- _Exercise aim_:
Copy every one of the records below word for word, keeping each line in its original order.

- _Extracted data_:

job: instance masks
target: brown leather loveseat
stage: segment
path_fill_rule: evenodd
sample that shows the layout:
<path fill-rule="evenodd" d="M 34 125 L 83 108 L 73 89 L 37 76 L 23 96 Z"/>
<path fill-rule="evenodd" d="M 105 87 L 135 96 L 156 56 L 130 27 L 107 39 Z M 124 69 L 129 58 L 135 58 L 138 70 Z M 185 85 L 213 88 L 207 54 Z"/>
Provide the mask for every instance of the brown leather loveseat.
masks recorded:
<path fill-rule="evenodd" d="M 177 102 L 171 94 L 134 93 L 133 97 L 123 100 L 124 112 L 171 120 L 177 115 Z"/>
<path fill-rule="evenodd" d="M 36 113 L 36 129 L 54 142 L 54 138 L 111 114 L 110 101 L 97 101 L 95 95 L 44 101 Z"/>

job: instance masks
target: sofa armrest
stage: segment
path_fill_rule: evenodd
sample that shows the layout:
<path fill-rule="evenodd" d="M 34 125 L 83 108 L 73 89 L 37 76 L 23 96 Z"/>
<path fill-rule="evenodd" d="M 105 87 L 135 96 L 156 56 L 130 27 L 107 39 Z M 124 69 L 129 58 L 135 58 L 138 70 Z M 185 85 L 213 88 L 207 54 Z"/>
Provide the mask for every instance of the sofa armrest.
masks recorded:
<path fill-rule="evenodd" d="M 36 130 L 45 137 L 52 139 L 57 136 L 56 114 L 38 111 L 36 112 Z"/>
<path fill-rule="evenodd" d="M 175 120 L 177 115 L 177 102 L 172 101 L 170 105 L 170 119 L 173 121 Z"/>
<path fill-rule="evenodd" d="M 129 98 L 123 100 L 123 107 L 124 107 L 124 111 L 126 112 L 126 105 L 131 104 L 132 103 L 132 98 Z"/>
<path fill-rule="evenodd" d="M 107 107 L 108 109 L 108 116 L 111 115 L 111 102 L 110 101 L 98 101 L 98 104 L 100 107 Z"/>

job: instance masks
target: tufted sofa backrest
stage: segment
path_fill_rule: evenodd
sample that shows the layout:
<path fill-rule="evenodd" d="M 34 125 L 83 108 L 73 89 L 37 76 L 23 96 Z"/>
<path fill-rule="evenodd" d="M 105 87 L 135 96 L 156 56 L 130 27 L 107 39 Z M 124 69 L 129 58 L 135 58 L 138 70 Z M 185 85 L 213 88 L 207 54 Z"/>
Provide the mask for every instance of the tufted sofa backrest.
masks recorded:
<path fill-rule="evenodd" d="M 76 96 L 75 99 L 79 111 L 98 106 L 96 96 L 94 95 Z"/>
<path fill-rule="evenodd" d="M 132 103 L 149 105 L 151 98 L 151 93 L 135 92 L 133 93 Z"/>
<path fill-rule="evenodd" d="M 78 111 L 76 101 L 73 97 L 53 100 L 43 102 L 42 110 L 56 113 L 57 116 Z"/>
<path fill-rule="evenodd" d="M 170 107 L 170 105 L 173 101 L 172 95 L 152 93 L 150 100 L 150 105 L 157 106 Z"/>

- _Result of the task_:
job: instance masks
target: brown leather loveseat
stage: segment
path_fill_rule: evenodd
sample that shows the layout:
<path fill-rule="evenodd" d="M 34 125 L 83 108 L 73 89 L 37 76 L 23 96 Z"/>
<path fill-rule="evenodd" d="M 105 87 L 135 96 L 156 56 L 130 27 L 107 39 Z M 124 69 L 129 58 L 135 58 L 138 70 Z M 185 85 L 213 88 L 207 54 Z"/>
Provide the mask for every instance of the brown leather loveseat.
masks recorded:
<path fill-rule="evenodd" d="M 177 102 L 171 94 L 134 93 L 133 97 L 123 100 L 124 112 L 171 120 L 177 115 Z"/>
<path fill-rule="evenodd" d="M 36 113 L 36 129 L 54 142 L 54 138 L 111 114 L 110 101 L 97 101 L 95 95 L 44 101 Z"/>

job: instance masks
target: sofa armrest
stage: segment
path_fill_rule: evenodd
sample that shows the layout:
<path fill-rule="evenodd" d="M 34 125 L 83 108 L 73 89 L 37 76 L 23 96 Z"/>
<path fill-rule="evenodd" d="M 105 87 L 135 96 L 156 56 L 130 27 L 107 39 Z M 124 69 L 129 58 L 135 58 L 138 70 Z M 185 85 L 213 88 L 207 54 Z"/>
Provide the mask for every instance of the sofa armrest.
masks recorded:
<path fill-rule="evenodd" d="M 36 130 L 45 137 L 52 139 L 57 136 L 56 114 L 38 111 L 36 112 Z"/>
<path fill-rule="evenodd" d="M 175 120 L 177 115 L 177 102 L 172 101 L 170 105 L 170 119 L 173 121 Z"/>
<path fill-rule="evenodd" d="M 129 98 L 123 100 L 123 107 L 124 107 L 124 111 L 126 112 L 126 105 L 131 104 L 132 103 L 132 98 Z"/>
<path fill-rule="evenodd" d="M 107 107 L 108 109 L 108 116 L 111 115 L 111 102 L 110 101 L 98 101 L 98 104 L 100 107 Z"/>

job: instance masks
target: tufted sofa backrest
stage: segment
path_fill_rule: evenodd
sample that shows the layout:
<path fill-rule="evenodd" d="M 34 125 L 83 108 L 73 89 L 37 76 L 23 96 Z"/>
<path fill-rule="evenodd" d="M 105 87 L 135 96 L 156 56 L 130 27 L 107 39 Z M 124 69 L 129 58 L 135 58 L 138 70 Z M 185 85 L 213 88 L 207 54 Z"/>
Provide the mask for every instance of the tufted sofa backrest.
masks recorded:
<path fill-rule="evenodd" d="M 76 96 L 75 99 L 79 111 L 98 106 L 96 96 L 94 95 Z"/>
<path fill-rule="evenodd" d="M 132 103 L 149 105 L 151 98 L 151 93 L 135 92 L 133 93 Z"/>
<path fill-rule="evenodd" d="M 78 111 L 76 101 L 73 97 L 53 100 L 43 102 L 42 110 L 56 113 L 57 116 Z"/>
<path fill-rule="evenodd" d="M 170 107 L 170 105 L 173 101 L 172 95 L 152 93 L 150 100 L 150 105 L 157 106 Z"/>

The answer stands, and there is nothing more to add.